-- START --

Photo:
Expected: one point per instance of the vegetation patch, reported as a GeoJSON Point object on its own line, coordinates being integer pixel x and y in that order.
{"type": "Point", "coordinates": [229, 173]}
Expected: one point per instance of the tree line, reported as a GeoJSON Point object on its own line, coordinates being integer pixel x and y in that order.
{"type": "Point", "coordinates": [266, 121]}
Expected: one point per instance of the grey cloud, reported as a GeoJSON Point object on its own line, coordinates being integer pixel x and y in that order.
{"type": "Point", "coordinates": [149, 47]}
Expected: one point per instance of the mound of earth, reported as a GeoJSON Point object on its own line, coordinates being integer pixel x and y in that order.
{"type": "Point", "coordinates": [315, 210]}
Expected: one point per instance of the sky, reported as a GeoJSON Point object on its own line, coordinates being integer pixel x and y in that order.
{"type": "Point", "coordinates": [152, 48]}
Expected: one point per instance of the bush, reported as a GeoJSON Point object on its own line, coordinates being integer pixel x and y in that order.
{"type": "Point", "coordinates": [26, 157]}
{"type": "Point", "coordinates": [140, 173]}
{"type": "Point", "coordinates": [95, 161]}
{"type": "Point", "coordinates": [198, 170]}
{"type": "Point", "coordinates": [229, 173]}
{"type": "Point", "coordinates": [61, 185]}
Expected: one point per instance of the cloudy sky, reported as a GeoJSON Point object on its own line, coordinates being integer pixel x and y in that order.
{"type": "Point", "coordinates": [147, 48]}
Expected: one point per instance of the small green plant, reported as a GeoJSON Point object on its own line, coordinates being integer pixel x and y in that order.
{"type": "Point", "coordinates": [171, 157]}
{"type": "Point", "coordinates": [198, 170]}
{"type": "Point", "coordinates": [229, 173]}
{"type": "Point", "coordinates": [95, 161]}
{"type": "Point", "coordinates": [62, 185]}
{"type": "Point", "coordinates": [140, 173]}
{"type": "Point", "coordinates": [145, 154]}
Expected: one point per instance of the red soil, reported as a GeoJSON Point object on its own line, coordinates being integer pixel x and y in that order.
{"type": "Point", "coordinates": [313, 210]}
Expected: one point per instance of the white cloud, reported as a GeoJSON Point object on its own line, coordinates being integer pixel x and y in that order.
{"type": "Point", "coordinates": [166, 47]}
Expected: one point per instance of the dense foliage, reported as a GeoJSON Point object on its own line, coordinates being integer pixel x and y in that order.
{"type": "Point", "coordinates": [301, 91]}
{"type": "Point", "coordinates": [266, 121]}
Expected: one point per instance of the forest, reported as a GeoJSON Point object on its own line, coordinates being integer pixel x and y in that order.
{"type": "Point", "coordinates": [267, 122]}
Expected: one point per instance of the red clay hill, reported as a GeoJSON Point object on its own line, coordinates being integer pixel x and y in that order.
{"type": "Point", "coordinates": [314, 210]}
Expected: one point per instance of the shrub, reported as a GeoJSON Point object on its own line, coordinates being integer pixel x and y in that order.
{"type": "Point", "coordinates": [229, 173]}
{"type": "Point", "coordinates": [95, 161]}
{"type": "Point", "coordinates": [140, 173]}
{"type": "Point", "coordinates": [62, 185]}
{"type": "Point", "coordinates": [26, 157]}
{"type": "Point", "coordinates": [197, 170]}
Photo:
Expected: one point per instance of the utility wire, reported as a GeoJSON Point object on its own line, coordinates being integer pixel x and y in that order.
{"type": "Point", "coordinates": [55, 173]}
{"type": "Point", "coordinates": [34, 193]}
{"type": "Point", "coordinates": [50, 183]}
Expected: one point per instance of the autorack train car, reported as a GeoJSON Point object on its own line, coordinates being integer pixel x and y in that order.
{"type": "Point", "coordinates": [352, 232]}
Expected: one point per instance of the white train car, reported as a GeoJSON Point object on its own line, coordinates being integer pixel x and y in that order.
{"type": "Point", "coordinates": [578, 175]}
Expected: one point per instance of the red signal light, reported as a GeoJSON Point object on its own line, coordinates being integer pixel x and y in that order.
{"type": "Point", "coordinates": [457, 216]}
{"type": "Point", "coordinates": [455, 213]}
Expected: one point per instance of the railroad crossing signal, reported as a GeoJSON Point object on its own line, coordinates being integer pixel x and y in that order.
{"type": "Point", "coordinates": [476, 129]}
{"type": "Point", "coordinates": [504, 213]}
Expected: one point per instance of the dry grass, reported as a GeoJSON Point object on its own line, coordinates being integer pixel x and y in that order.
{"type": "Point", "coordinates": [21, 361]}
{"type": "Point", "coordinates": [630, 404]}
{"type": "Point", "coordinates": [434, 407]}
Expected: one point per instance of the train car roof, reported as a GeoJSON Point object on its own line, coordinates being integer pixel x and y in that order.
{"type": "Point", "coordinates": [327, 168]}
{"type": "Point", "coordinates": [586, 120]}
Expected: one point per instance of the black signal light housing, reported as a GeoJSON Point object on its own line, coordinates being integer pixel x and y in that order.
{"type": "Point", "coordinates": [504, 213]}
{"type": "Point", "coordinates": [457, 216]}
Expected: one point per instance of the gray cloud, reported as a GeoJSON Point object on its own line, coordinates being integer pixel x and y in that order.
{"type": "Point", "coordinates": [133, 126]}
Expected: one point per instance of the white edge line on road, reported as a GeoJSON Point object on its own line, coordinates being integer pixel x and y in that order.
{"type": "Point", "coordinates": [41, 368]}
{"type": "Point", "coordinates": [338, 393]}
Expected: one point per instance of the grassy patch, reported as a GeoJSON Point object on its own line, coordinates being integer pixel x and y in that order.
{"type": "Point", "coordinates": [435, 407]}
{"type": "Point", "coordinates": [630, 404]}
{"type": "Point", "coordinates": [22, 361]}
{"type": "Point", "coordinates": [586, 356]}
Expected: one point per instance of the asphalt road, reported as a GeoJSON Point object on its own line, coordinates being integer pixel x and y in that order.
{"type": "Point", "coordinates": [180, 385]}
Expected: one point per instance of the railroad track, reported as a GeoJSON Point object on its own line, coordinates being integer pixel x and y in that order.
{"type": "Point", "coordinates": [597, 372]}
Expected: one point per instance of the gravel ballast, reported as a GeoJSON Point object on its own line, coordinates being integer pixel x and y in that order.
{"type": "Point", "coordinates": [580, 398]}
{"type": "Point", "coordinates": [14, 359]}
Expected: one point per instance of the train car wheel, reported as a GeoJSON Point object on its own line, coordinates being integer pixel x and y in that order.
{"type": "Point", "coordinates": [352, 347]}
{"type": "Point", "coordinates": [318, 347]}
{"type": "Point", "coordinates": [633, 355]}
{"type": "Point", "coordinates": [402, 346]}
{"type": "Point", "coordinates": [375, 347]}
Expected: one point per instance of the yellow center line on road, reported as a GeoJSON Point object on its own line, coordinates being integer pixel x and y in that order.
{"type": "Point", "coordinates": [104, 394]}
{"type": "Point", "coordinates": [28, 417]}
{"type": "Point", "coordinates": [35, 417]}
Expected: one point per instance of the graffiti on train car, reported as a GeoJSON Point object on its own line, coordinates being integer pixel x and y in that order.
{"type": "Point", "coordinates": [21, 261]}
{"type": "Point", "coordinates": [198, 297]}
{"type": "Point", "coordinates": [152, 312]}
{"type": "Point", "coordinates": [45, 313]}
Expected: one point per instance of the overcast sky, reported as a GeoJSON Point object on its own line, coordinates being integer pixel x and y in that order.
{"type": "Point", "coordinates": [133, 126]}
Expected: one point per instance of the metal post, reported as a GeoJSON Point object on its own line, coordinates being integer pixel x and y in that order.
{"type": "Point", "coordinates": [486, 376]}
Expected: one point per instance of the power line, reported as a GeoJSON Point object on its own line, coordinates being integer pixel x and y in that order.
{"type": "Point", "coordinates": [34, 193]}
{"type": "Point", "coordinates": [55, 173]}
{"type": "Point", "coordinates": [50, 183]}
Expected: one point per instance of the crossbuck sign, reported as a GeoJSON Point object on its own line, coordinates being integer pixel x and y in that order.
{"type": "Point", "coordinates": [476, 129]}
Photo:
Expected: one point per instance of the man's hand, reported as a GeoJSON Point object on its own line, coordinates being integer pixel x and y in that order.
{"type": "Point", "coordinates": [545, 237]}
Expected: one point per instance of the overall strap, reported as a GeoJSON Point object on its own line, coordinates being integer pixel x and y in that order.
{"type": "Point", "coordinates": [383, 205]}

-- END --
-- START --

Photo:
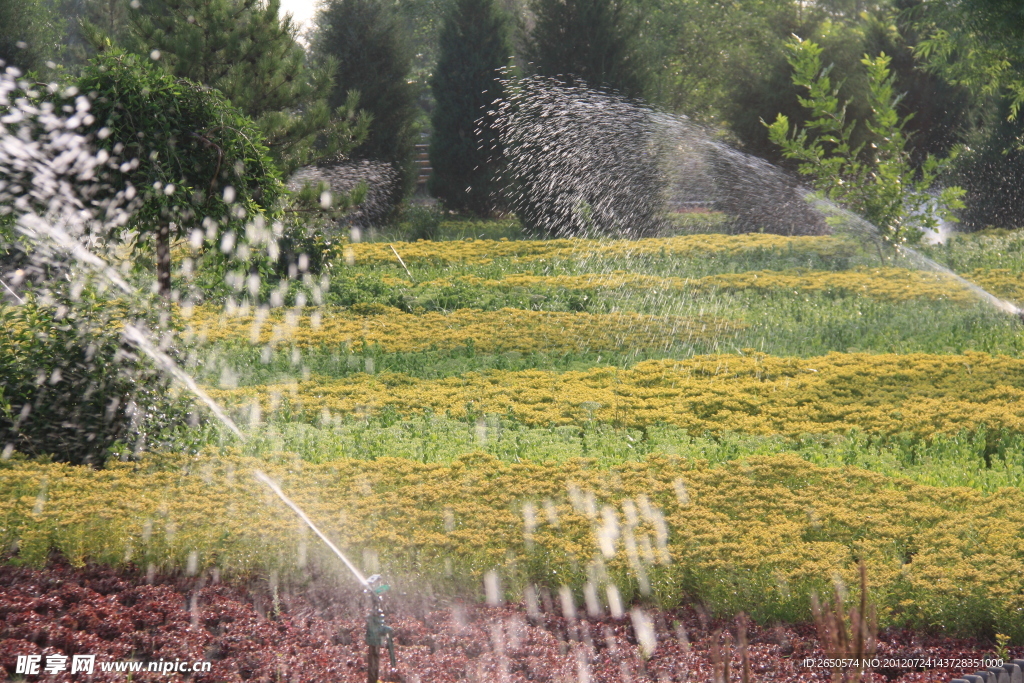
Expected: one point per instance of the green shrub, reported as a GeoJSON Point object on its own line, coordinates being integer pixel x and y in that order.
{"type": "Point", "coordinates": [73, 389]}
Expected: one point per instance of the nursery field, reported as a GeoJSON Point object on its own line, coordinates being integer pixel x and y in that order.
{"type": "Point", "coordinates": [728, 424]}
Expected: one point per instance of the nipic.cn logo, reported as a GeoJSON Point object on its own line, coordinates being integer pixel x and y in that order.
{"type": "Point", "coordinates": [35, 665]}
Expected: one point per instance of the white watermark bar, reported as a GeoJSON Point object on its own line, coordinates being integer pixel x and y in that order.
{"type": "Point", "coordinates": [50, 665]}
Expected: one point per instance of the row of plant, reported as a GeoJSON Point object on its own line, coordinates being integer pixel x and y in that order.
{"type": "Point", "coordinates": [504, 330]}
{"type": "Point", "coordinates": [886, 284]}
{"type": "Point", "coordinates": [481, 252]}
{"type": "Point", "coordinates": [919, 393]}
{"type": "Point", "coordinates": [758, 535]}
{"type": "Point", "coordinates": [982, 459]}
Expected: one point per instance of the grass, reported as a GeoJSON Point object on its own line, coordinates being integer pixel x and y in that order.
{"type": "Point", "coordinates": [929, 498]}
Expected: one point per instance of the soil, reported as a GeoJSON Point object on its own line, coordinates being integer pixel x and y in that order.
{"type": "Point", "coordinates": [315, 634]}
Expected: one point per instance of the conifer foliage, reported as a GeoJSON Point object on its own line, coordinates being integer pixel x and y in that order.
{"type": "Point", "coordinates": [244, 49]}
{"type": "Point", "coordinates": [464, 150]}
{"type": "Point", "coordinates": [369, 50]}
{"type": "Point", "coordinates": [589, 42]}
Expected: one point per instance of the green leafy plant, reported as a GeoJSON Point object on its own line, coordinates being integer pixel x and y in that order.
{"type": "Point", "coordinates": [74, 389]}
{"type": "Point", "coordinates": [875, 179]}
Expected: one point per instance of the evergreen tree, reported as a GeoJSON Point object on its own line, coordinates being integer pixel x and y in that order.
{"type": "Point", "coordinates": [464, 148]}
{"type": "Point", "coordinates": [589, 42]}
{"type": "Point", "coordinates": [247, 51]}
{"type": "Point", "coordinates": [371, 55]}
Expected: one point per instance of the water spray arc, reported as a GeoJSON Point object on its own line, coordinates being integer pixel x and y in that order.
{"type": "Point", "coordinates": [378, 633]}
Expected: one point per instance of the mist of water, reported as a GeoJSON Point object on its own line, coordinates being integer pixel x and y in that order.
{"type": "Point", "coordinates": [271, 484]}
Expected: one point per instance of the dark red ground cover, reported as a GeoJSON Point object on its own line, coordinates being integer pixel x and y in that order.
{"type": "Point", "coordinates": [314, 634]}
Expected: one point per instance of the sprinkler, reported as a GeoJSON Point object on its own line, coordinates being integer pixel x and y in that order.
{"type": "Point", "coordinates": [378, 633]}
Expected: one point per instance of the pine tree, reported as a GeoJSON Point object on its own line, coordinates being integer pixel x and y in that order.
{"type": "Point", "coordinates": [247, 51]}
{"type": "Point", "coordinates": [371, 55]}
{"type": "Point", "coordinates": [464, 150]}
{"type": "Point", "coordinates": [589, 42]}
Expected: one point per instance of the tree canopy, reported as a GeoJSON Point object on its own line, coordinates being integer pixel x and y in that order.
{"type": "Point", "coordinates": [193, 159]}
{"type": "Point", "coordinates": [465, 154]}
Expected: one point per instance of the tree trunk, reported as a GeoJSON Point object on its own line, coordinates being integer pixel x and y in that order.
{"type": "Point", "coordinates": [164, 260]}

-- END --
-- START --

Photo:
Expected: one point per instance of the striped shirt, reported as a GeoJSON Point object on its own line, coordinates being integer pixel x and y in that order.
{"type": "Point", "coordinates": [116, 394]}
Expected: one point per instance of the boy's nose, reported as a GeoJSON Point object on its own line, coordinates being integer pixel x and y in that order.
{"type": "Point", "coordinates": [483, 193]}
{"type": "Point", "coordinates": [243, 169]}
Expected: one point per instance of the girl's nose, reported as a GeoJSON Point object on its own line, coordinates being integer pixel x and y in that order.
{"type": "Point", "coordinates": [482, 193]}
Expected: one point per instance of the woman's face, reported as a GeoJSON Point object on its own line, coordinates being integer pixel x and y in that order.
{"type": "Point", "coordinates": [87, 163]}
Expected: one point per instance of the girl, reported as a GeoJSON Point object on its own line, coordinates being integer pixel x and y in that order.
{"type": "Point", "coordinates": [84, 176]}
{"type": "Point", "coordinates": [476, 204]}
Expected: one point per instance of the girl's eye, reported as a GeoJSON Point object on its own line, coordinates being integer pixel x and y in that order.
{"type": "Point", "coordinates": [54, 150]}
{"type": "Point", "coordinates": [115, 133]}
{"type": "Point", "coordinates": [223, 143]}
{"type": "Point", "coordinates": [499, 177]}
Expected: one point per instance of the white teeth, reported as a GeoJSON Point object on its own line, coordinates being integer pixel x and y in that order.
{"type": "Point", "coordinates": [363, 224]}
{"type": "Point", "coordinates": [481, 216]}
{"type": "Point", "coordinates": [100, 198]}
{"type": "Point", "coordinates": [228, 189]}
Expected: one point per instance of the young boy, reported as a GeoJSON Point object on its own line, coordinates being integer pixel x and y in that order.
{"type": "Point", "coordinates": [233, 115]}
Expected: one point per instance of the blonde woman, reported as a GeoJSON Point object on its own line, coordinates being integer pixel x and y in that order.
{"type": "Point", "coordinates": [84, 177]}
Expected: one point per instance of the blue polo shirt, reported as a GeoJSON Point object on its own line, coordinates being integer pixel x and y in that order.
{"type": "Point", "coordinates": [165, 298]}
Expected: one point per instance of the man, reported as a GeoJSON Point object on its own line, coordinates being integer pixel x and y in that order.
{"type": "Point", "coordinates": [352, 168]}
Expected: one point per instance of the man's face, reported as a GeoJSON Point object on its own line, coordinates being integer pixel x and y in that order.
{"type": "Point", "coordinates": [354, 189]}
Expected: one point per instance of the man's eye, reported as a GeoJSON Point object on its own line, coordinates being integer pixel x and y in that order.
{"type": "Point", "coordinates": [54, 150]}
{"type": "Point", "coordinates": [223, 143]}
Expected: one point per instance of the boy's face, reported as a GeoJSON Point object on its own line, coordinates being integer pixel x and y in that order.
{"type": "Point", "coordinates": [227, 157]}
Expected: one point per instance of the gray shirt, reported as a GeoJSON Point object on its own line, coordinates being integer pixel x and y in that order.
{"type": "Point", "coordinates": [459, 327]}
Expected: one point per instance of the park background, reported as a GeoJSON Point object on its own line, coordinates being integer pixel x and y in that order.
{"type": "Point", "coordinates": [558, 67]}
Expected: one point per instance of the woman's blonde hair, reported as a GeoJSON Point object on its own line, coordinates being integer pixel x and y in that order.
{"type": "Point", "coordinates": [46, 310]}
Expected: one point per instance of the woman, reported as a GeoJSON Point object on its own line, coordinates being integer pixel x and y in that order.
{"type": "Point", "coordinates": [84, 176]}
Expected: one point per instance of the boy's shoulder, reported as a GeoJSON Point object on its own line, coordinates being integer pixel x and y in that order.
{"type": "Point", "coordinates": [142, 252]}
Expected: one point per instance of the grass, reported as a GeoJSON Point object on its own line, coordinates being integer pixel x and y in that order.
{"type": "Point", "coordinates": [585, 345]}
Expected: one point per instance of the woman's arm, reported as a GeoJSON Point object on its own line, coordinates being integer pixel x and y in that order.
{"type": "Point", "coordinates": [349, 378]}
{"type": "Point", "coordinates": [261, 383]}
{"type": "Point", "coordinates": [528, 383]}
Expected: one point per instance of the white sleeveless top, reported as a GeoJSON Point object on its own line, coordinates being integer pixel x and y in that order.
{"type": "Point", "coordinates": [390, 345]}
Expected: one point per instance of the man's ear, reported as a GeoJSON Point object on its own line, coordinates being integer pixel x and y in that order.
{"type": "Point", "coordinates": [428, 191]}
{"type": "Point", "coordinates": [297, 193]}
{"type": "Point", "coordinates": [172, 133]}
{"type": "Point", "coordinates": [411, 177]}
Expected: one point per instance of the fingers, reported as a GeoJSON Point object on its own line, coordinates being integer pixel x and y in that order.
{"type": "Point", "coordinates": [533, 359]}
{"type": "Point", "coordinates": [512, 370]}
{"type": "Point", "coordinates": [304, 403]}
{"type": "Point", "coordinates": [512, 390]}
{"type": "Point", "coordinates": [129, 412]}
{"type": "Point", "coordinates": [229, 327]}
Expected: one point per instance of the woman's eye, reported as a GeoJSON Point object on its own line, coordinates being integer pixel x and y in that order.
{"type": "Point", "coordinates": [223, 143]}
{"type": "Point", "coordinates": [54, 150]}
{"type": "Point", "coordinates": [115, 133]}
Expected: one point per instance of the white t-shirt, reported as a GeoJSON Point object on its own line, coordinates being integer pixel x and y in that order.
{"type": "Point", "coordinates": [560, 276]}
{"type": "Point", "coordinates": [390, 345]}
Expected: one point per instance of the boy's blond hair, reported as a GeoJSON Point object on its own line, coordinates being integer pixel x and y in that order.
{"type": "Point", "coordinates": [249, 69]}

-- END --

Return every line in the items above that contains the string "signal". Case counts.

Expected: one point per instance of the red signal light, reported as a GeoJSON Point object on its own line, coordinates being integer pixel x and y in that order.
Expected: one point per instance of the railroad crossing signal, reported as a GeoJSON Point object on its own line, coordinates being integer pixel x and y in that order.
Expected: one point per instance of the black signal light housing, reported as a GeoJSON Point object on its own line, coordinates being integer pixel x and y in that order.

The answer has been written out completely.